§ Problem to solve: Render every line of the entries below as a Markdown table with the columns Row and Text, numbering the rows and skipping blank lines. Leave the pictures out.

§ Records provided:
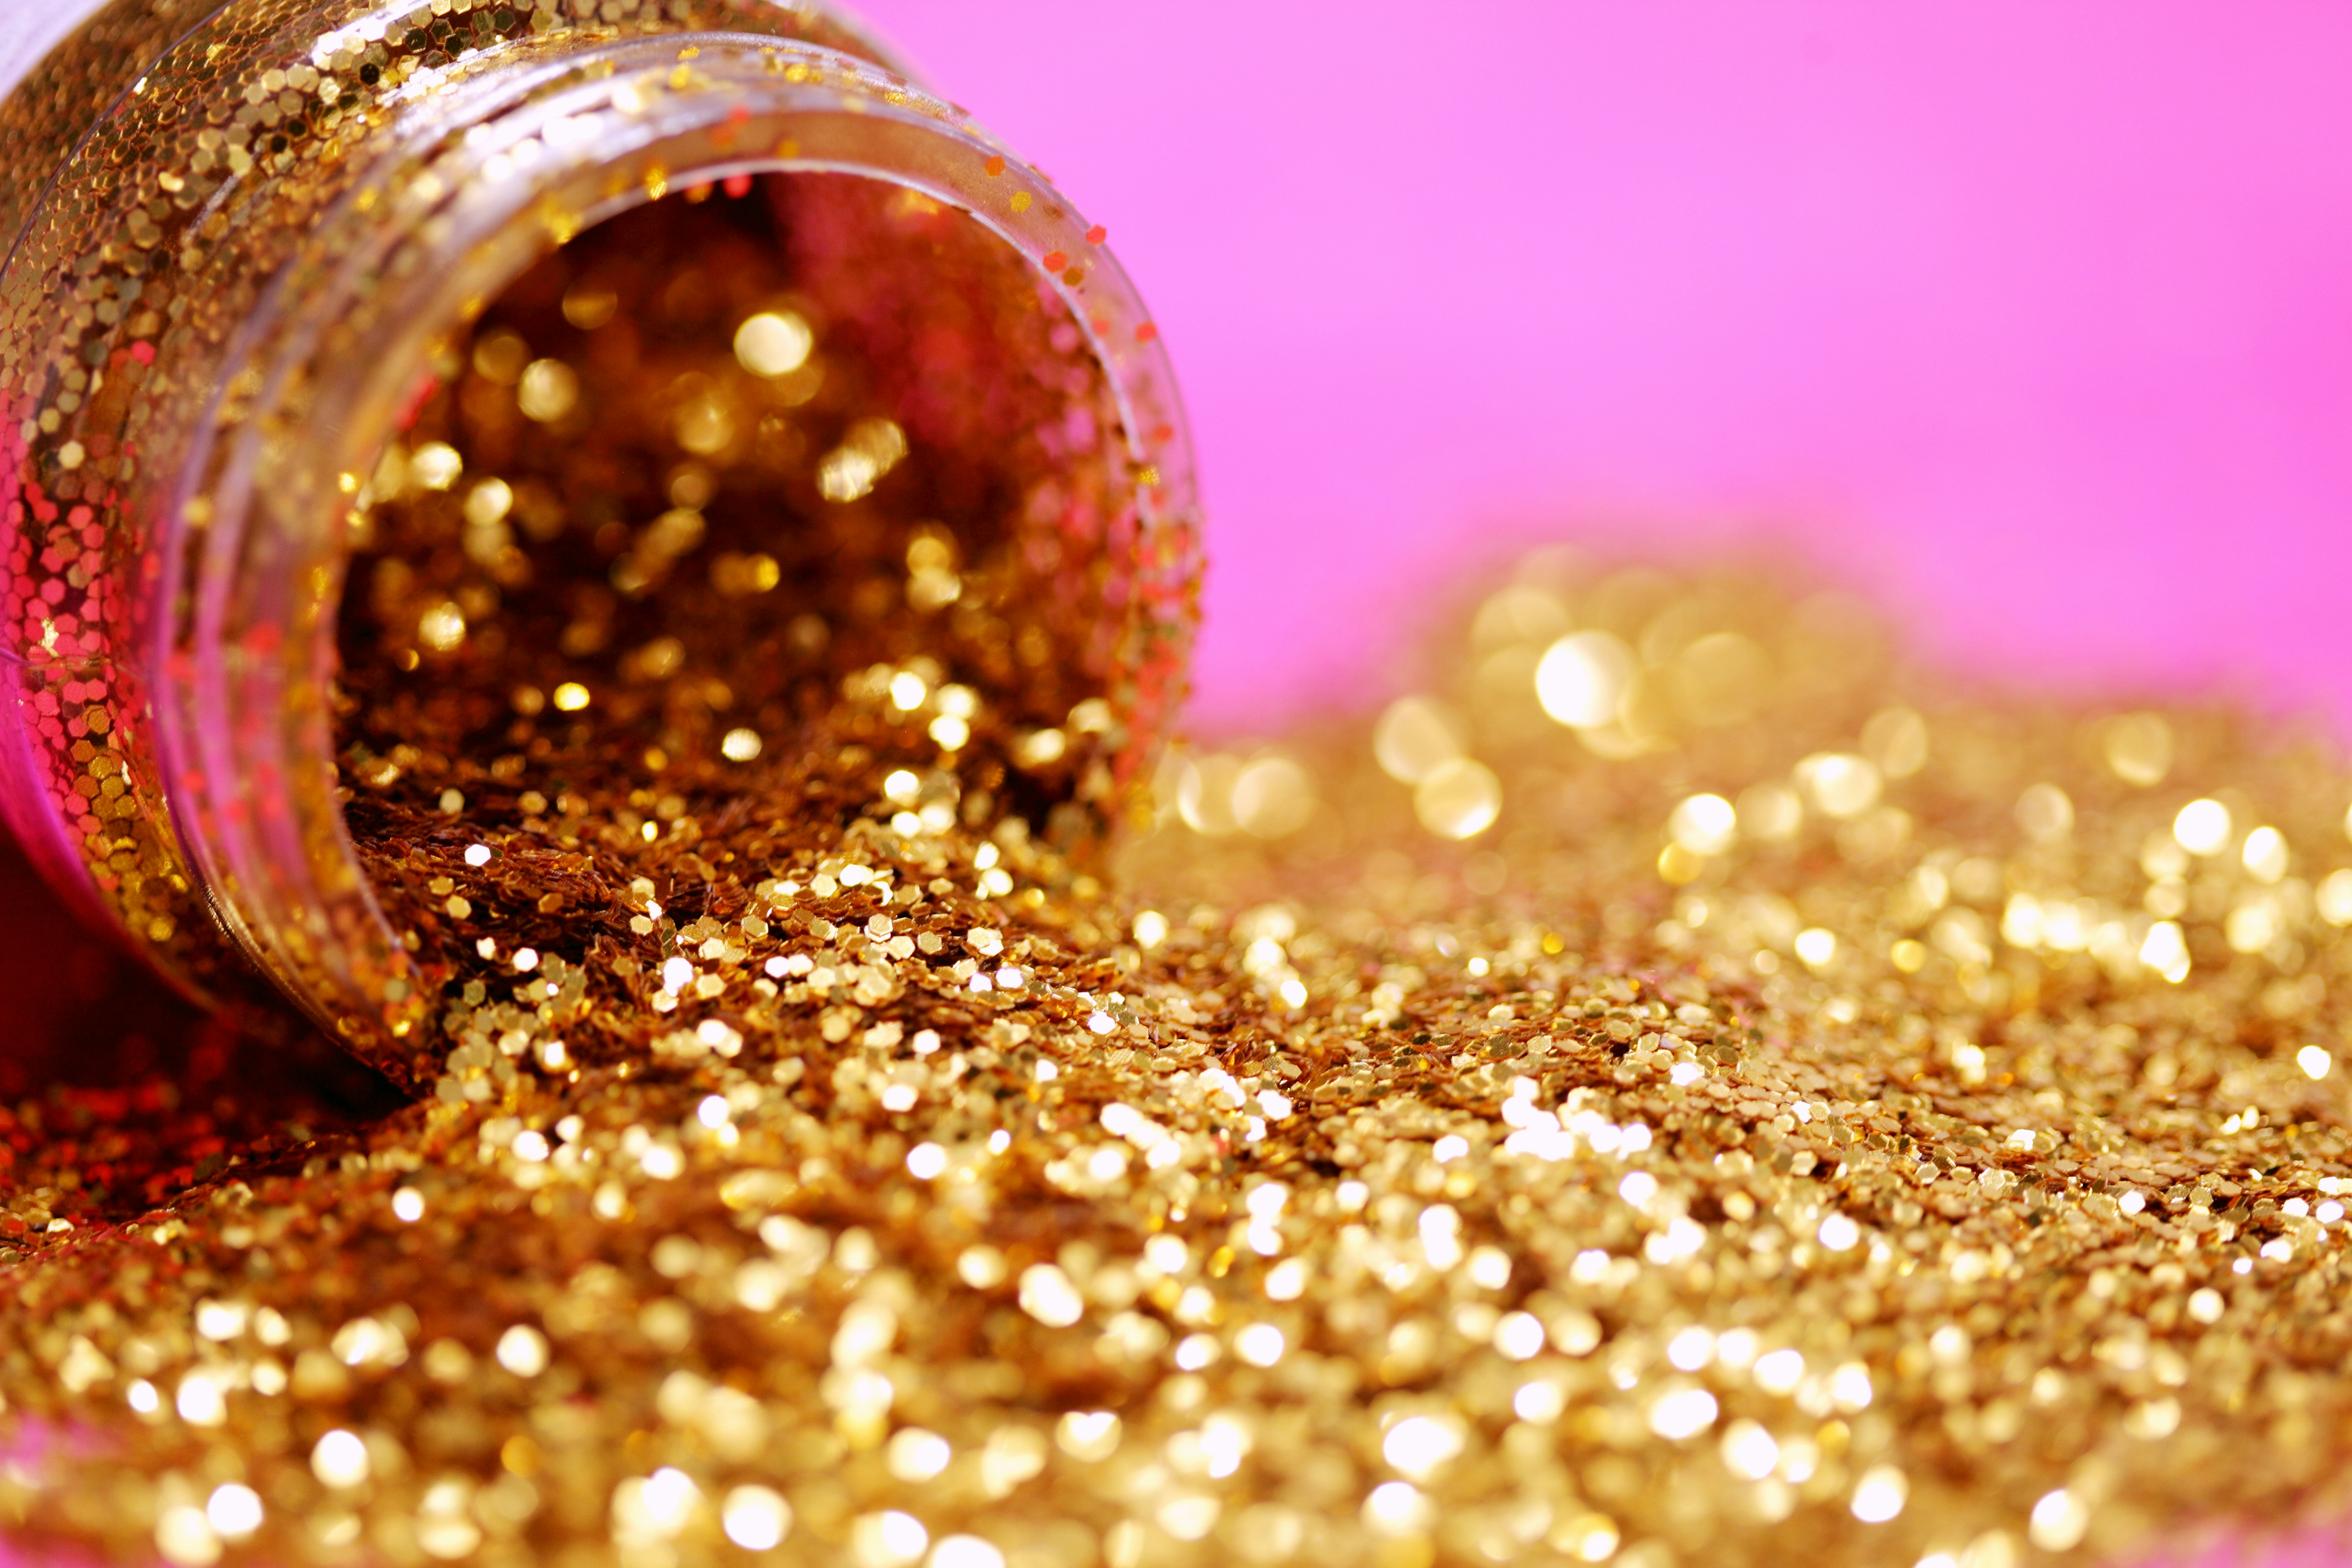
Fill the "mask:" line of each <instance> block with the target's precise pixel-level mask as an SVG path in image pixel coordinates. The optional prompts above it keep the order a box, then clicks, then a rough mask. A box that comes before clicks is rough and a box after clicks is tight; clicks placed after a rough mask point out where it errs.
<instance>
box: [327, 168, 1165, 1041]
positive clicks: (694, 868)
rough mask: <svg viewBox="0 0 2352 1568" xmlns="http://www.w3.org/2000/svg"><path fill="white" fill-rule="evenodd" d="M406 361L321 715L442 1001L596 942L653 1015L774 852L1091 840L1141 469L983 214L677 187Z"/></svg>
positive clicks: (550, 261) (541, 269)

§ Solution for this task:
| Row | Text |
|---|---|
| 1 | Fill the "mask:" line of each <instance> block with the target's precise pixel-level mask as an SVG path in image pixel coordinates. The optional prompts above it keep the order a box, then clicks, then a rough mask. A box that comes before clicks is rough and a box after clicks is tight; clicks placed after a rough mask point out where it errs. |
| 2 | <instance> |
| 3 | box: [327, 168, 1165, 1041] |
| 4 | positive clicks: (694, 868) |
| 5 | rough mask: <svg viewBox="0 0 2352 1568" xmlns="http://www.w3.org/2000/svg"><path fill="white" fill-rule="evenodd" d="M406 361L321 715L442 1001L596 942L653 1015L774 852L1091 840L1141 469L983 214L677 187Z"/></svg> |
| 6 | positive clicks: (550, 261) (541, 269) |